PASSAGE:
--- BEGIN ---
Yep, this would be the car, minus the padded top. We had two, the limo and also a 75 sedan without the partition, but still had the jump seats. One of the partners had a Lincoln Executve Sedan with a similar padded top and rear opera window. We better cool it before we upset the Uber police.


----------



## Sydney Uber (Apr 15, 2014)

Older Chauffeur said:


> Ok, this thread told me I should sign up and explain why I have been lurking here for the last few weeks. I'm much older than most of the members seem to be, and my experience has been a mix of private and corporate executive security driving. My first private driving job began at about 16, and I was driving a factory built Cadillac Fleetwood 75 Limo at 17. Anybody even seen one of those?
> So, I came to this forum because I was wondering how anyone could make a living sharing a ride. I've tried to read the posts about earnings, but there seems to be a wide discrepancy as to whether expenses should be subtracted from gross, etc. are any of the San Francisco actually making $90K a year?
> Though mostly retired, I still drive privately through a driver-only service (independent contractor)and for a few private clients (self employed.) The clients provide the vehicles, insurance, gas, tolls, parking, etc. I track my business miles traveling to and from the clients, along with other deductible expenses, per IRS rules. I get 1099's and pay the full tax toward social security, along with any income tax due on the business earnings. I drive a Plugin Prius, so the IRS mileage deduction treats me pretty well. Other deductions for phone, fax, etc. Working for the driver-only service, with tips, I get about $25-28 per hour, each job a three hour minimum. Tipping is optional, but I've never missed out. I charge my own clients $30 per hour with a four hour minimum, having put in writing that no tip is expected. They usually tip anyway. One client pays two hours travel time, which covers most of it. Please don't take this as bragging, but rather an attempt to explain why I have to wonder why anyone would go through all the hassles you guys and gals do for such a low ROI. And then your "partner" Travis, keeps squeezing you even tighter by lowering rates charged to the customers. By "hassles" I'm referring to the insurance issues, the ratings systems, problems collecting bonuses, or even, in some cases getting paid, from what I've read.
> I thank you for reading my rather long first post. I enjoy reading yours, especially the humorous ones, and recognizing some of the frequent posters. The recent entry into the fray by "Happytypist" has added immeasurably to the forum, IMHO.


1
Hi Older Chauffeur! Welcome aboard.

I'm sure your years of experience will add greatly to this forum.

It does take a while but as you have pointed out, if you do the right thing by clients and get a good reputation within the driving industry, other operators will happily farm out work to you, and regulars wont go past you when they need to go places.

What I dislike about the UBER culture is how it has devalued the role of the driver to both the client and company. The app and target market reduce personal engagement with riders, choosing to bury themselves in their smartphones. With Uber itself being the most difficult corporation in the world to engage on a personal level.
--- END ---
GIVEN TASK 1:
According to the forum thread, what hourly rate does Older Chauffeur charge his own clients?
The forum thread and the entries have no connection to each other.

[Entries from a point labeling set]
--- BEGIN ---
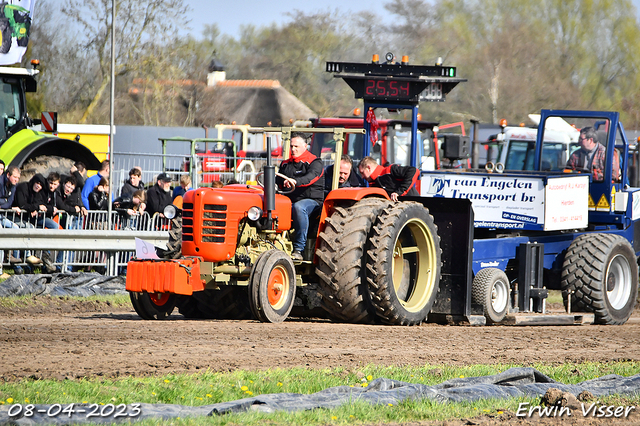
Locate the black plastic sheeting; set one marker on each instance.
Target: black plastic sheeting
(71, 284)
(515, 382)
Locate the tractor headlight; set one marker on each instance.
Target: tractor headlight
(254, 213)
(170, 211)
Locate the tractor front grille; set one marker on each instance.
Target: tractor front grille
(214, 223)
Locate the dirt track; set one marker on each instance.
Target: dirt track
(79, 339)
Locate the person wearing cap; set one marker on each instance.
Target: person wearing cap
(93, 181)
(159, 196)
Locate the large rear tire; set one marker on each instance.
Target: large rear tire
(600, 274)
(403, 268)
(342, 260)
(490, 290)
(272, 286)
(152, 306)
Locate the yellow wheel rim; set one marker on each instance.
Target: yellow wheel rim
(414, 249)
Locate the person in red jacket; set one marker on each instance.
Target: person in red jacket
(306, 176)
(395, 179)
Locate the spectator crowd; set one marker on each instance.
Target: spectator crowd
(65, 201)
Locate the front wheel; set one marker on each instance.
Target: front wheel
(272, 286)
(403, 265)
(152, 306)
(600, 275)
(490, 289)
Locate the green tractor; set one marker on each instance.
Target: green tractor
(14, 22)
(22, 146)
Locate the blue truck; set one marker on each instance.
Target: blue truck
(506, 239)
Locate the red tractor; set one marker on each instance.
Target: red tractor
(235, 257)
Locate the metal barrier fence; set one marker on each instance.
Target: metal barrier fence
(73, 242)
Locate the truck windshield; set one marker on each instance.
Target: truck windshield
(399, 148)
(521, 154)
(9, 106)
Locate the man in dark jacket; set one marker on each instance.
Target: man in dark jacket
(159, 195)
(78, 171)
(29, 197)
(395, 179)
(8, 182)
(133, 184)
(306, 177)
(69, 199)
(347, 176)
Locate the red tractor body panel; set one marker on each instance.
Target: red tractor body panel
(212, 218)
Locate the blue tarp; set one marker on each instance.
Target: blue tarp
(515, 382)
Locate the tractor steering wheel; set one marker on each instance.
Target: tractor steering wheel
(278, 190)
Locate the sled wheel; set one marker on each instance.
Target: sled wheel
(403, 270)
(153, 305)
(491, 291)
(272, 286)
(600, 274)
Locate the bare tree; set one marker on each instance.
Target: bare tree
(140, 24)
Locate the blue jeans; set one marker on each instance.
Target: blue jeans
(301, 212)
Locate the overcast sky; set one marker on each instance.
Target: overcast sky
(229, 15)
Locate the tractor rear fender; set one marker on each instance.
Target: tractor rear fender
(340, 195)
(27, 144)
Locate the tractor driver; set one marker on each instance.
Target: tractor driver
(306, 178)
(347, 176)
(591, 156)
(395, 179)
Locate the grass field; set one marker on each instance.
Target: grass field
(209, 388)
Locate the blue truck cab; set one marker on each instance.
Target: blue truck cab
(538, 230)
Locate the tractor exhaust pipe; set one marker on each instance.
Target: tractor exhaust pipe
(269, 186)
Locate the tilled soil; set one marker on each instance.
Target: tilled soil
(67, 339)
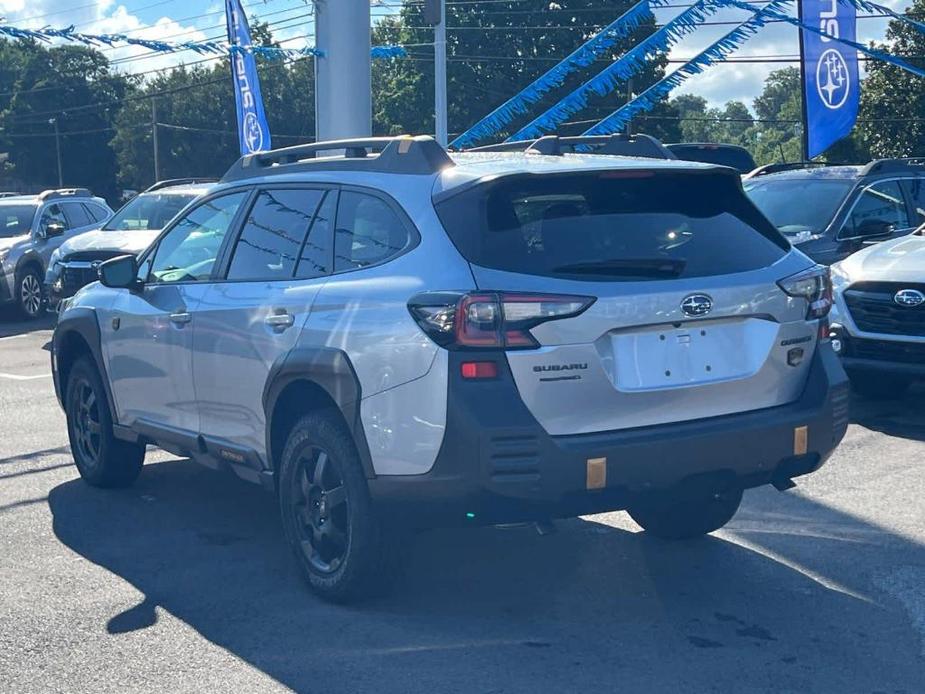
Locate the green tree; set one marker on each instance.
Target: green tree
(72, 85)
(494, 50)
(893, 99)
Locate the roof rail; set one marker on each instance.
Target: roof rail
(65, 193)
(397, 155)
(779, 166)
(638, 145)
(170, 182)
(514, 146)
(891, 165)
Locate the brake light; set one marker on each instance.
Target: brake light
(490, 320)
(478, 369)
(814, 285)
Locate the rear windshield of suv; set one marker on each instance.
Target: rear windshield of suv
(612, 225)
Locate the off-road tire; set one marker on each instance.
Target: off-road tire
(101, 459)
(30, 295)
(685, 516)
(342, 548)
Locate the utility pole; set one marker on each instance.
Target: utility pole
(54, 122)
(157, 156)
(440, 76)
(343, 106)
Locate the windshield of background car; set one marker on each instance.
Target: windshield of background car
(738, 159)
(16, 220)
(148, 211)
(798, 204)
(612, 226)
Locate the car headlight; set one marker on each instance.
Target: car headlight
(840, 278)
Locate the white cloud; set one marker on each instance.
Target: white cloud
(108, 17)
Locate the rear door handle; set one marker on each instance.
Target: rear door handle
(280, 320)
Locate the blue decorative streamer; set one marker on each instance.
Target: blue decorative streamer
(584, 55)
(714, 53)
(872, 52)
(620, 70)
(46, 34)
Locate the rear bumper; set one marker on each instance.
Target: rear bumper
(498, 464)
(887, 355)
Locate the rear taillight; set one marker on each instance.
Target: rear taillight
(490, 320)
(814, 285)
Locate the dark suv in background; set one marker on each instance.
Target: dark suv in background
(830, 212)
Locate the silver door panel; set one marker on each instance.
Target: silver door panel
(404, 426)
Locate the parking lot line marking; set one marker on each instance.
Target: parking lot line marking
(17, 377)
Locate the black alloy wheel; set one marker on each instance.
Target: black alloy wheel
(322, 510)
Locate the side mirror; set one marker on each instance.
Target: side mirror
(873, 228)
(53, 229)
(120, 273)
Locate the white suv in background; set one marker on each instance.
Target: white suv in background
(31, 228)
(402, 336)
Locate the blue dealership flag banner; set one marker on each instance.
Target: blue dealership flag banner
(831, 87)
(253, 131)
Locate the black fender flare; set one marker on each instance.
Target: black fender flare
(331, 370)
(82, 321)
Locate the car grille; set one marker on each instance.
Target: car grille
(73, 278)
(872, 307)
(888, 350)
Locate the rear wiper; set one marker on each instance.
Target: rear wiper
(629, 267)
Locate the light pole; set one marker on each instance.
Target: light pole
(343, 105)
(54, 122)
(440, 76)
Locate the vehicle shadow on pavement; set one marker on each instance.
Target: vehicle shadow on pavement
(775, 604)
(11, 324)
(903, 417)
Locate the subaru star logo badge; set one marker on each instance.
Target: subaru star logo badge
(697, 305)
(832, 80)
(909, 298)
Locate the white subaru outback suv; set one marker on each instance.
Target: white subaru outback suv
(400, 336)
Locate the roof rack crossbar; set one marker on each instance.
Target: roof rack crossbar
(889, 165)
(399, 155)
(636, 145)
(55, 193)
(169, 182)
(777, 167)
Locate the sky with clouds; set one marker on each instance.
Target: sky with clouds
(291, 21)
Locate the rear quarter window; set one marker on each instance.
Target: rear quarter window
(620, 225)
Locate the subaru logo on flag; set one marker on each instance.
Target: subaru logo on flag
(253, 131)
(831, 87)
(832, 80)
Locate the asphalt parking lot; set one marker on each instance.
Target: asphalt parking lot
(182, 583)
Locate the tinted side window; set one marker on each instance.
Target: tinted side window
(368, 232)
(187, 253)
(96, 213)
(53, 213)
(76, 214)
(916, 189)
(272, 237)
(882, 202)
(318, 251)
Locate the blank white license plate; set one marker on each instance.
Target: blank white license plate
(668, 357)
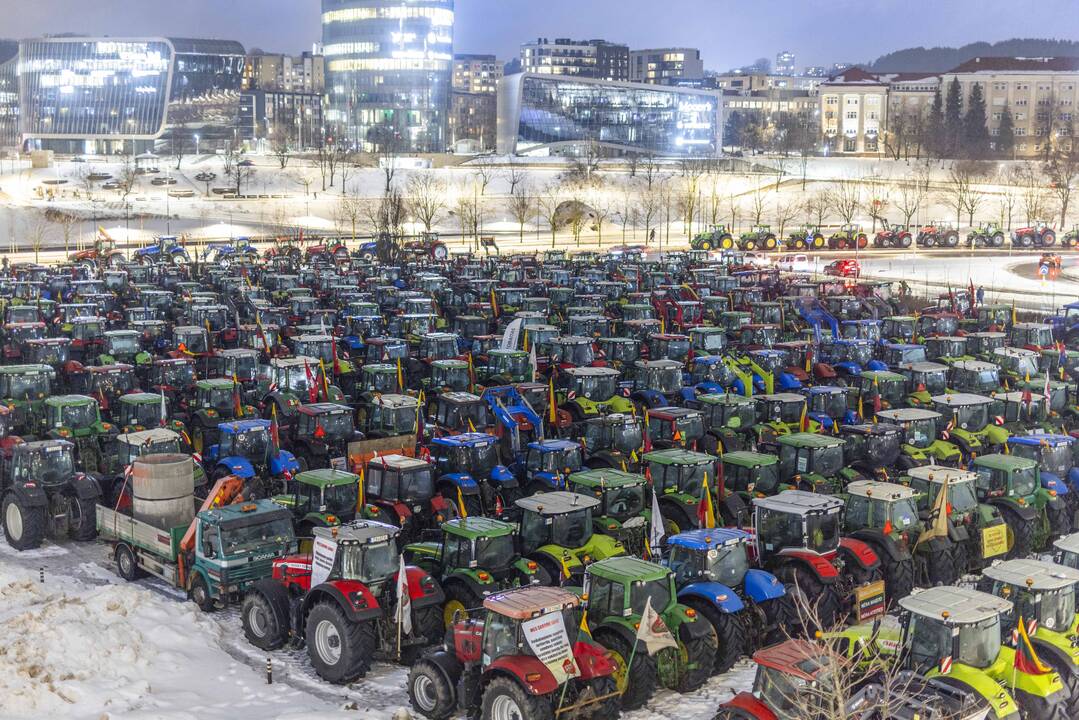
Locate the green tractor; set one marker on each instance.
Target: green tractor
(1034, 515)
(813, 462)
(474, 557)
(321, 499)
(977, 528)
(971, 423)
(716, 238)
(1045, 597)
(623, 513)
(885, 516)
(728, 422)
(920, 443)
(678, 478)
(557, 533)
(618, 591)
(78, 419)
(760, 236)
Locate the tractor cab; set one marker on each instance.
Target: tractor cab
(811, 461)
(972, 377)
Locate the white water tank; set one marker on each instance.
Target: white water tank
(163, 490)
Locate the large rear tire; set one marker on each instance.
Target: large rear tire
(340, 650)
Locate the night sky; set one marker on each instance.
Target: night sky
(729, 32)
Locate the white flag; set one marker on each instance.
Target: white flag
(513, 334)
(404, 614)
(656, 532)
(653, 630)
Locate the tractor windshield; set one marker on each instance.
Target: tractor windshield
(243, 537)
(370, 562)
(77, 416)
(495, 553)
(833, 405)
(657, 591)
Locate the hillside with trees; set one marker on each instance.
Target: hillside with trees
(941, 59)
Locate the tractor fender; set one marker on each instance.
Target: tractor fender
(875, 538)
(85, 486)
(355, 598)
(761, 585)
(859, 552)
(237, 465)
(1026, 513)
(284, 461)
(447, 664)
(519, 667)
(714, 594)
(817, 565)
(29, 494)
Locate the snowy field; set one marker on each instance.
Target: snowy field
(86, 646)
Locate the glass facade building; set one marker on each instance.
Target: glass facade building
(127, 94)
(544, 114)
(388, 72)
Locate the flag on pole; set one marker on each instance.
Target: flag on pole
(653, 630)
(656, 532)
(706, 513)
(404, 614)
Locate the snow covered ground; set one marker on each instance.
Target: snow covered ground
(85, 644)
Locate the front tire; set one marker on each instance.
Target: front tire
(340, 650)
(23, 527)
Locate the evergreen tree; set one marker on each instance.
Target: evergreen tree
(975, 131)
(953, 118)
(1006, 139)
(934, 126)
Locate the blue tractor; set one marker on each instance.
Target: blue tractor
(1055, 457)
(747, 607)
(469, 470)
(245, 449)
(165, 248)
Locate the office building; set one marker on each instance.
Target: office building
(784, 63)
(667, 66)
(1041, 93)
(541, 114)
(578, 58)
(388, 72)
(106, 95)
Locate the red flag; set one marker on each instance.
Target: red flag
(312, 384)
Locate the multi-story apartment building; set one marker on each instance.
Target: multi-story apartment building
(666, 66)
(581, 58)
(1042, 94)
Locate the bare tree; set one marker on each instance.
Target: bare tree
(845, 198)
(425, 194)
(522, 204)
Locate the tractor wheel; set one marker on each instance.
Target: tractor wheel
(1021, 531)
(429, 691)
(340, 650)
(644, 676)
(264, 615)
(698, 662)
(23, 527)
(426, 624)
(459, 598)
(898, 574)
(82, 517)
(729, 634)
(200, 594)
(505, 700)
(127, 564)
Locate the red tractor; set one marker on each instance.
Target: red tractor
(341, 602)
(1037, 235)
(489, 668)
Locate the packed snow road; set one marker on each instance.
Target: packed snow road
(86, 644)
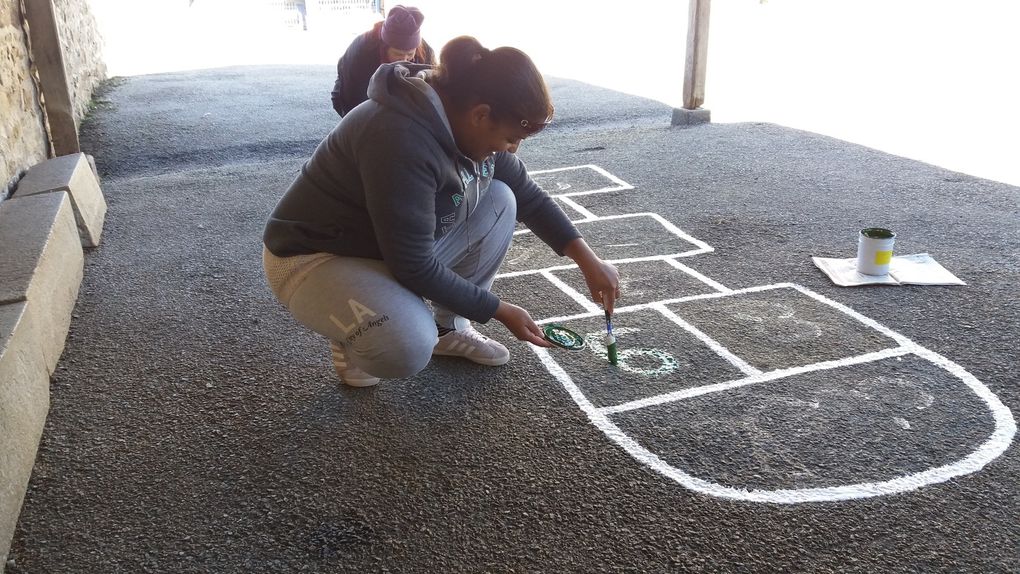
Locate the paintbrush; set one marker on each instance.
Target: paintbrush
(610, 338)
--- END ---
GIVEN TASK 2:
Find each line in the entries that includes the word "sled", and copy those lines.

OUTPUT 1:
$30 per hour, with a four-hour minimum.

OUTPUT 2:
Locate the sled wheel; set one marker on each instance.
Target: sled wheel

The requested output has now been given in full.